What the task requires → Below is some material; transcribe all of it exactly.

Data to process →
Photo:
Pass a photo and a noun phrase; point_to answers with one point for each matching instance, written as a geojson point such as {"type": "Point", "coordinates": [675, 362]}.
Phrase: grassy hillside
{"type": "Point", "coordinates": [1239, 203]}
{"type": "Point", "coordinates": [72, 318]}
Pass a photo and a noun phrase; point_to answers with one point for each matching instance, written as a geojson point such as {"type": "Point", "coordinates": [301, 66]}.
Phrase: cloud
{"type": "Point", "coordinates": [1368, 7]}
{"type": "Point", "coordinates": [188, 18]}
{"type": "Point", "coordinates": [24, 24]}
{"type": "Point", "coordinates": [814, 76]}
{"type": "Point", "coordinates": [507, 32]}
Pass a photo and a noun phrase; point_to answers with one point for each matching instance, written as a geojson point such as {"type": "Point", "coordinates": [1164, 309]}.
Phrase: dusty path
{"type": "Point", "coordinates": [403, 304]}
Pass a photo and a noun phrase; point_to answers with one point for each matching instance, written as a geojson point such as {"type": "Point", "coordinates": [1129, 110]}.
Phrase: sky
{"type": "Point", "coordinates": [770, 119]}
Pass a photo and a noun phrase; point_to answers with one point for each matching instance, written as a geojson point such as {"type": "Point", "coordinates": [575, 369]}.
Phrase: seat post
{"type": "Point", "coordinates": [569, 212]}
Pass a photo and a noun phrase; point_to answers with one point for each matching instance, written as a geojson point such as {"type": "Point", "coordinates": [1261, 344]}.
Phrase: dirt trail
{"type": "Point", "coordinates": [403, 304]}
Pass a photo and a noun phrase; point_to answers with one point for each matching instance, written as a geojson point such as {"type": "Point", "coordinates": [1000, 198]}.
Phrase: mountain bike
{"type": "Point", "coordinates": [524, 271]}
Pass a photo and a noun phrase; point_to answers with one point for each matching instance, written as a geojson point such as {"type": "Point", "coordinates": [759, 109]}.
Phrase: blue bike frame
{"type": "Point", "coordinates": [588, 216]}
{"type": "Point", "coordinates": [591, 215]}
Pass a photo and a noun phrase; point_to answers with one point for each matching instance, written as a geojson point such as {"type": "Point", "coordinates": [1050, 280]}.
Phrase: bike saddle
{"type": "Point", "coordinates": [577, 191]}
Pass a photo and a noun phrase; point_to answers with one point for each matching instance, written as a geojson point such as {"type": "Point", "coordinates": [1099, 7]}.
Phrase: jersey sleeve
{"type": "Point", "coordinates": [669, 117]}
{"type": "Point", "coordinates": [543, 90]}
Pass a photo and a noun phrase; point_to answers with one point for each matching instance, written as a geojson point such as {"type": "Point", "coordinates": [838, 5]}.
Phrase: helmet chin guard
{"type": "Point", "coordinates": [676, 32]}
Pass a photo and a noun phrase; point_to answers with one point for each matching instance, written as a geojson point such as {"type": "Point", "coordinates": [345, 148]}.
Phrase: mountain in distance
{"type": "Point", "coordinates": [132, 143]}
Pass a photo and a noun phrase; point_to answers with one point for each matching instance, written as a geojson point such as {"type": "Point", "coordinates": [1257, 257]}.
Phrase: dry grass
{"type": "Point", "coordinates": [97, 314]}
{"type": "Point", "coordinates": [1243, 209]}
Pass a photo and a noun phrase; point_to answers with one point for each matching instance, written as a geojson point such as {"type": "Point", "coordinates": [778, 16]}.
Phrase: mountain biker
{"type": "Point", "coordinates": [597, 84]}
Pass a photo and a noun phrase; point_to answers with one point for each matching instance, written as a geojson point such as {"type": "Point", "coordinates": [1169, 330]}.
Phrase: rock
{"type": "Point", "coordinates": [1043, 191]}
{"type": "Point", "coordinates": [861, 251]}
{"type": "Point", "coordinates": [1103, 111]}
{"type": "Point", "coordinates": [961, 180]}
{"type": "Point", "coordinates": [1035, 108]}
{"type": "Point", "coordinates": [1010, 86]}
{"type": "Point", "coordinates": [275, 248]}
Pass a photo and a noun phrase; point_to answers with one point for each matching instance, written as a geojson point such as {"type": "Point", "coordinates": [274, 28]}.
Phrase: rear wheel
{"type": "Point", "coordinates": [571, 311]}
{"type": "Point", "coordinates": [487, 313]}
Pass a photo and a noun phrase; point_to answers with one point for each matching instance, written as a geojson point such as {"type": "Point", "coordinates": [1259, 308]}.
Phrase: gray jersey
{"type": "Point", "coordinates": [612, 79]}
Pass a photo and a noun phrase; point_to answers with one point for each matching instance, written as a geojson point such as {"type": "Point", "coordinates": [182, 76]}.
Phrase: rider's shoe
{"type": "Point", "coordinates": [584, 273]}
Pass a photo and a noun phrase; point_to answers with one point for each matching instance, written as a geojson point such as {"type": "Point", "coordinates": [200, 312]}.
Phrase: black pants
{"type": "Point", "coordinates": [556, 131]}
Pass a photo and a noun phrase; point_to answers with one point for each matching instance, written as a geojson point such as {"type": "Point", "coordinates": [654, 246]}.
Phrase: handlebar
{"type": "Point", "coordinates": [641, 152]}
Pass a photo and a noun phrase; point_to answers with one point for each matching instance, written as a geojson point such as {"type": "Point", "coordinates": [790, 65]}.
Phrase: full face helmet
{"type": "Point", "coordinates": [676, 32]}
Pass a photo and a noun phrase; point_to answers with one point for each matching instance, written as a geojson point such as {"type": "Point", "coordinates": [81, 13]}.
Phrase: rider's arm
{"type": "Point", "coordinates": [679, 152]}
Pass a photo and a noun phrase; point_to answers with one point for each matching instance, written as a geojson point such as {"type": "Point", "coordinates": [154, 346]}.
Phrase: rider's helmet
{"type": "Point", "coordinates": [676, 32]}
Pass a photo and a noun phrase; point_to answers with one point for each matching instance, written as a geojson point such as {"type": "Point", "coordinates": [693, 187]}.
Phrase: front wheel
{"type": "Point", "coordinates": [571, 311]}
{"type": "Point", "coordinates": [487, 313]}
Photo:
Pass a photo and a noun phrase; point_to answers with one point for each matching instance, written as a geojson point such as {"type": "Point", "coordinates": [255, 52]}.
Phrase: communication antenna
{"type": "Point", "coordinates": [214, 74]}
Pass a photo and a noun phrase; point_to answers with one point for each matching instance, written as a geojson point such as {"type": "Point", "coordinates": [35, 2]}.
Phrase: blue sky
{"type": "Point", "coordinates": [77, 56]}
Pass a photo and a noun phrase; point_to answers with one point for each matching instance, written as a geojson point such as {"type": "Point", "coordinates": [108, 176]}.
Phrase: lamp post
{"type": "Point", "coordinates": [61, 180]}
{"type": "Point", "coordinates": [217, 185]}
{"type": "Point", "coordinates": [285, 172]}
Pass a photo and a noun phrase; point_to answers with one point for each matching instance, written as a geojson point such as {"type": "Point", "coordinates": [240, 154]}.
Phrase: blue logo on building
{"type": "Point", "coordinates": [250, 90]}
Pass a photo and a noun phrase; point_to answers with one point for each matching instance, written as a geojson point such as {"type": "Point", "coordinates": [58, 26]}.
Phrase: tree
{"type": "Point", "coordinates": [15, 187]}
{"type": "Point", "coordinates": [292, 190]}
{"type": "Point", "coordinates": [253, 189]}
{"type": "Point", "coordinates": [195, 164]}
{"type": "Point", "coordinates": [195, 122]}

Reply to the exercise →
Photo:
Pass a photo and a noun phrase; point_to answers with one point for each matching instance, written as a geojson point such as {"type": "Point", "coordinates": [675, 362]}.
Phrase: grassy hillside
{"type": "Point", "coordinates": [1239, 203]}
{"type": "Point", "coordinates": [72, 318]}
Pass a photo and a noun phrase; point_to answers with one point for each matching instance, written as a geojson point such as {"type": "Point", "coordinates": [301, 66]}.
Phrase: cloud
{"type": "Point", "coordinates": [1368, 7]}
{"type": "Point", "coordinates": [188, 18]}
{"type": "Point", "coordinates": [24, 24]}
{"type": "Point", "coordinates": [814, 76]}
{"type": "Point", "coordinates": [507, 32]}
Pass a photo and a noun phrase; point_to answers with one point for each matching instance, written as a geojson point such as {"type": "Point", "coordinates": [1164, 309]}.
Phrase: dusty path
{"type": "Point", "coordinates": [403, 304]}
Pass a photo and a noun phrase; point_to answers with one point for each matching instance, written as a geojson point such as {"type": "Point", "coordinates": [1129, 110]}.
Phrase: sky
{"type": "Point", "coordinates": [770, 119]}
Pass a photo and a noun phrase; point_to answers with one point for each matching instance, written as a geojson point such as {"type": "Point", "coordinates": [575, 369]}.
Phrase: seat post
{"type": "Point", "coordinates": [569, 212]}
Pass a photo and a noun phrase; point_to answers with one point for each matching instance, written as a geojson point such as {"type": "Point", "coordinates": [1261, 344]}.
Phrase: dirt trail
{"type": "Point", "coordinates": [403, 304]}
Pass a photo and a noun phrase; point_to answers with one point for each matching instance, written as a geojson point such as {"type": "Point", "coordinates": [1000, 198]}.
Phrase: mountain bike
{"type": "Point", "coordinates": [524, 271]}
Pass a photo and a noun phrase; point_to answers with one point for each matching instance, written as a geojson point such as {"type": "Point", "coordinates": [759, 109]}.
Phrase: blue bike frame
{"type": "Point", "coordinates": [588, 216]}
{"type": "Point", "coordinates": [591, 215]}
Pass a photo and a noun phrase; point_to answers with one point for each matching instance, written as a geojson point such as {"type": "Point", "coordinates": [1050, 280]}.
Phrase: bike saddle
{"type": "Point", "coordinates": [577, 191]}
Pass a photo and a noun phrase; point_to answers with one point for each matching instance, written as a geojson point such as {"type": "Point", "coordinates": [1099, 7]}.
Phrase: jersey sleeve
{"type": "Point", "coordinates": [669, 117]}
{"type": "Point", "coordinates": [543, 90]}
Pass a photo and a noun phrase; point_to answers with one point for each matching instance, written as a geojson point such as {"type": "Point", "coordinates": [838, 5]}.
Phrase: helmet chin guard
{"type": "Point", "coordinates": [676, 32]}
Pass a photo and a noun phrase; point_to answers with one point for each matching instance, written as a geojson point such as {"type": "Point", "coordinates": [345, 148]}.
Phrase: mountain in distance
{"type": "Point", "coordinates": [132, 143]}
Pass a photo and a noun phrase; point_to answers with one point for each matching instance, written as a geojson point such as {"type": "Point", "coordinates": [1257, 257]}.
Phrase: dry grass
{"type": "Point", "coordinates": [97, 314]}
{"type": "Point", "coordinates": [1243, 209]}
Pass a photo and a noun phrase; point_to answers with one point for each matching instance, written as a geojson point such as {"type": "Point", "coordinates": [778, 16]}.
Phrase: mountain biker
{"type": "Point", "coordinates": [597, 84]}
Pass a photo and a noun phrase; point_to answers with one point for each matching instance, written as a geojson point such as {"type": "Point", "coordinates": [1169, 330]}.
Phrase: rock
{"type": "Point", "coordinates": [1043, 191]}
{"type": "Point", "coordinates": [861, 251]}
{"type": "Point", "coordinates": [1103, 111]}
{"type": "Point", "coordinates": [961, 180]}
{"type": "Point", "coordinates": [1035, 108]}
{"type": "Point", "coordinates": [1010, 86]}
{"type": "Point", "coordinates": [275, 248]}
Pass a photo and a noun phrase; point_to answers with one point for each matching instance, written as a geojson point such as {"type": "Point", "coordinates": [274, 28]}.
Phrase: rear wheel
{"type": "Point", "coordinates": [571, 311]}
{"type": "Point", "coordinates": [487, 313]}
Pass a photo and a noun phrase; point_to answers with one point for each matching instance, written as a geojson point such as {"type": "Point", "coordinates": [1259, 308]}.
Phrase: gray jersey
{"type": "Point", "coordinates": [612, 79]}
Pass a photo and a noun phrase; point_to answers with one point for each matching instance, written as a geojson point such as {"type": "Point", "coordinates": [182, 76]}.
Phrase: rider's shoe
{"type": "Point", "coordinates": [584, 273]}
Pass a photo and a noun phrase; point_to answers with one point for each matching instance, written as a geojson point such as {"type": "Point", "coordinates": [200, 312]}.
Phrase: black pants
{"type": "Point", "coordinates": [556, 131]}
Pass a photo and a noun phrase; point_to answers with one point for each matching instance, written as a geojson point such as {"type": "Point", "coordinates": [654, 246]}.
Phrase: handlebar
{"type": "Point", "coordinates": [641, 152]}
Pass a photo and a noun phrase; point_to answers with one point for each matching instance, written as a geojson point such as {"type": "Point", "coordinates": [790, 65]}.
Phrase: full face helmet
{"type": "Point", "coordinates": [676, 32]}
Pass a photo and a noun phrase; point_to answers with one point for each matching instance, written as a geojson point such as {"type": "Point", "coordinates": [81, 13]}.
Phrase: rider's arm
{"type": "Point", "coordinates": [679, 152]}
Pass a photo and a noun phrase; point_to answers with one point for each matching instance, written as a geojson point such as {"type": "Point", "coordinates": [154, 346]}.
Phrase: rider's helmet
{"type": "Point", "coordinates": [676, 32]}
Pass a photo and a noun phrase; point_to answers with one point for each matching instance, written as a geojson point such as {"type": "Point", "coordinates": [693, 187]}.
Phrase: front wheel
{"type": "Point", "coordinates": [571, 311]}
{"type": "Point", "coordinates": [487, 313]}
Photo:
Pass a photo and a noun phrase; point_to answers with one point for each matching instance, written as a geojson point such as {"type": "Point", "coordinates": [255, 52]}.
Phrase: communication antenna
{"type": "Point", "coordinates": [214, 74]}
Pass a photo and a noun phrase; point_to answers with one point for each matching instance, written as a geojson point such as {"type": "Point", "coordinates": [35, 2]}.
Phrase: blue sky
{"type": "Point", "coordinates": [77, 56]}
Pass a photo and a noun phrase; point_to answers with one point for each matching instance, written as a geojson point such as {"type": "Point", "coordinates": [108, 176]}.
Phrase: lamp post
{"type": "Point", "coordinates": [61, 180]}
{"type": "Point", "coordinates": [217, 185]}
{"type": "Point", "coordinates": [285, 172]}
Pass a photo and a noun phrase; point_to answers with one point for each matching instance, written as a geojson point such as {"type": "Point", "coordinates": [240, 154]}.
Phrase: blue logo on building
{"type": "Point", "coordinates": [250, 90]}
Pass a photo and a noun phrase; point_to answers with one point for each matching instance, written as a geojson point such as {"type": "Point", "coordinates": [58, 26]}.
Phrase: tree
{"type": "Point", "coordinates": [15, 187]}
{"type": "Point", "coordinates": [292, 190]}
{"type": "Point", "coordinates": [253, 189]}
{"type": "Point", "coordinates": [195, 164]}
{"type": "Point", "coordinates": [195, 122]}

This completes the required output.